§ **WHAT THIS TASK INVOLVES**: Every line from the line containing "Target: cyclist's arm" through the final line below must be returned exactly, and no other line.
═══ GIVEN RECORDS ═══
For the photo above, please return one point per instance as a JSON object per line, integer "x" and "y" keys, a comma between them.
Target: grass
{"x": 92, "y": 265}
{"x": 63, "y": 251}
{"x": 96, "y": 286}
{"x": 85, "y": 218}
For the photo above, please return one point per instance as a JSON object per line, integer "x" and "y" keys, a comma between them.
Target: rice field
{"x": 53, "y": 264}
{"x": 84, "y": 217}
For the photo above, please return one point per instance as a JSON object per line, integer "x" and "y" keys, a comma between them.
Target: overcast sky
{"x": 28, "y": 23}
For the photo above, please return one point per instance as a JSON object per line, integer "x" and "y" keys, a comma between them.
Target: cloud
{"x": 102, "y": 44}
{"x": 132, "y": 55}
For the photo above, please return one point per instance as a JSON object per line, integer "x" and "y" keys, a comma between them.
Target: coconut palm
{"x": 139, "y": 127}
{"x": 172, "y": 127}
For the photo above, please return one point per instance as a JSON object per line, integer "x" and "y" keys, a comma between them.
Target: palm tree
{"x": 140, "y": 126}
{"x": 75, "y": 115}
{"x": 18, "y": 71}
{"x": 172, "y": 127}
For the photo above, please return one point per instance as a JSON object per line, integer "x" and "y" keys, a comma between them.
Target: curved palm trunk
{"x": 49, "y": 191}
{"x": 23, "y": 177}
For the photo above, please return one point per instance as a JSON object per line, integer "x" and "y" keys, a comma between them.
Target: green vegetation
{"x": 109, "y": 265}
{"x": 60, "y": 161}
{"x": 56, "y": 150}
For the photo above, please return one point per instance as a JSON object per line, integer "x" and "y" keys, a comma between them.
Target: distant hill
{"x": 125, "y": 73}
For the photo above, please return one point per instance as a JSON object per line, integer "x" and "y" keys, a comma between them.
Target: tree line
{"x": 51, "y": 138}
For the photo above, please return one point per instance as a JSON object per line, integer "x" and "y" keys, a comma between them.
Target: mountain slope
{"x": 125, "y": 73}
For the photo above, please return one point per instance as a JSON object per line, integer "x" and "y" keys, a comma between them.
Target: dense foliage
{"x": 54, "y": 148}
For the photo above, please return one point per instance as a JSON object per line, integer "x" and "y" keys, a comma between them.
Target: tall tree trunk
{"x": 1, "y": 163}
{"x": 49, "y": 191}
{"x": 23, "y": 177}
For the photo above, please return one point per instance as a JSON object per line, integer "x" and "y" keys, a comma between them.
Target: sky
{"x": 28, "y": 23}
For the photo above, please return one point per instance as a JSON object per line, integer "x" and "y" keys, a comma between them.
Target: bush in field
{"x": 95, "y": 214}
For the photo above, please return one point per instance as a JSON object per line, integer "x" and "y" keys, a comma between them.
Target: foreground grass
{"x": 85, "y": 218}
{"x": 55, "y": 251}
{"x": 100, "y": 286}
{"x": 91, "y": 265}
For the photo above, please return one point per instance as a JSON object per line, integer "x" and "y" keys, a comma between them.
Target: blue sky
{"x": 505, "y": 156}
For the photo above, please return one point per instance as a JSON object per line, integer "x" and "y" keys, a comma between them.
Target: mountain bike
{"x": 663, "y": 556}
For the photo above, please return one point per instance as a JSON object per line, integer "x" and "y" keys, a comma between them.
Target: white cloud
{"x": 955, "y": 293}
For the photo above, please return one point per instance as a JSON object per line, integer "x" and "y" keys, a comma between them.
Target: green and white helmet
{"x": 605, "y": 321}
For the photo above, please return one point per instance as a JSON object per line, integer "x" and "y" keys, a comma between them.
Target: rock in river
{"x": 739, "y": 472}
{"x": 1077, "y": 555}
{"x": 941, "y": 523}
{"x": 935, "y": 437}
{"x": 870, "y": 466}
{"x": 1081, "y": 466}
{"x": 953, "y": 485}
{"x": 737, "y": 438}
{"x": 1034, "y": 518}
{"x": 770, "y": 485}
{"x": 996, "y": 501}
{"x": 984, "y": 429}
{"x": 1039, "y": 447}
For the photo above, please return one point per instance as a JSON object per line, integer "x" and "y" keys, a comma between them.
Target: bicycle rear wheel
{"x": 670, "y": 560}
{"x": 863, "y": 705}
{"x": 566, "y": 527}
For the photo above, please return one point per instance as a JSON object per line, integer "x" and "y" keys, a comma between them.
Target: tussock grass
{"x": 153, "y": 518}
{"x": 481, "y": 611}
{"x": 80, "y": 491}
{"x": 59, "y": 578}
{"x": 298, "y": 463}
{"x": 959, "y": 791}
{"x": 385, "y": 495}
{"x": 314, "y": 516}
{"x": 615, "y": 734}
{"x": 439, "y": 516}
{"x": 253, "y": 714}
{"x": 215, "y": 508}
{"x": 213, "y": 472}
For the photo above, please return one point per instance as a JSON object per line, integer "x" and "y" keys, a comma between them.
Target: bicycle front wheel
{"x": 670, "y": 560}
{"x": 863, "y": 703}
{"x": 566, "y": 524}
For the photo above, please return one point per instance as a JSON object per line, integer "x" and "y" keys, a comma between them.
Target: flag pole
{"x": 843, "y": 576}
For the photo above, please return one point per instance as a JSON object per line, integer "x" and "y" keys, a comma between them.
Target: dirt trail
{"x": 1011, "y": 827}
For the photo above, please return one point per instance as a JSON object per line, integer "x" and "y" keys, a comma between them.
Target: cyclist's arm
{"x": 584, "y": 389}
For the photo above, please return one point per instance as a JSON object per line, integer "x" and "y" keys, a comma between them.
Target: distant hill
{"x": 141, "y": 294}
═══
§ **ANSWER TO THE PROBLEM**:
Target: cyclist's arm
{"x": 584, "y": 389}
For the photo above, please return one point per instance as a JSON object per line, integer "x" and "y" keys, a comma between them.
Target: distant hill
{"x": 141, "y": 294}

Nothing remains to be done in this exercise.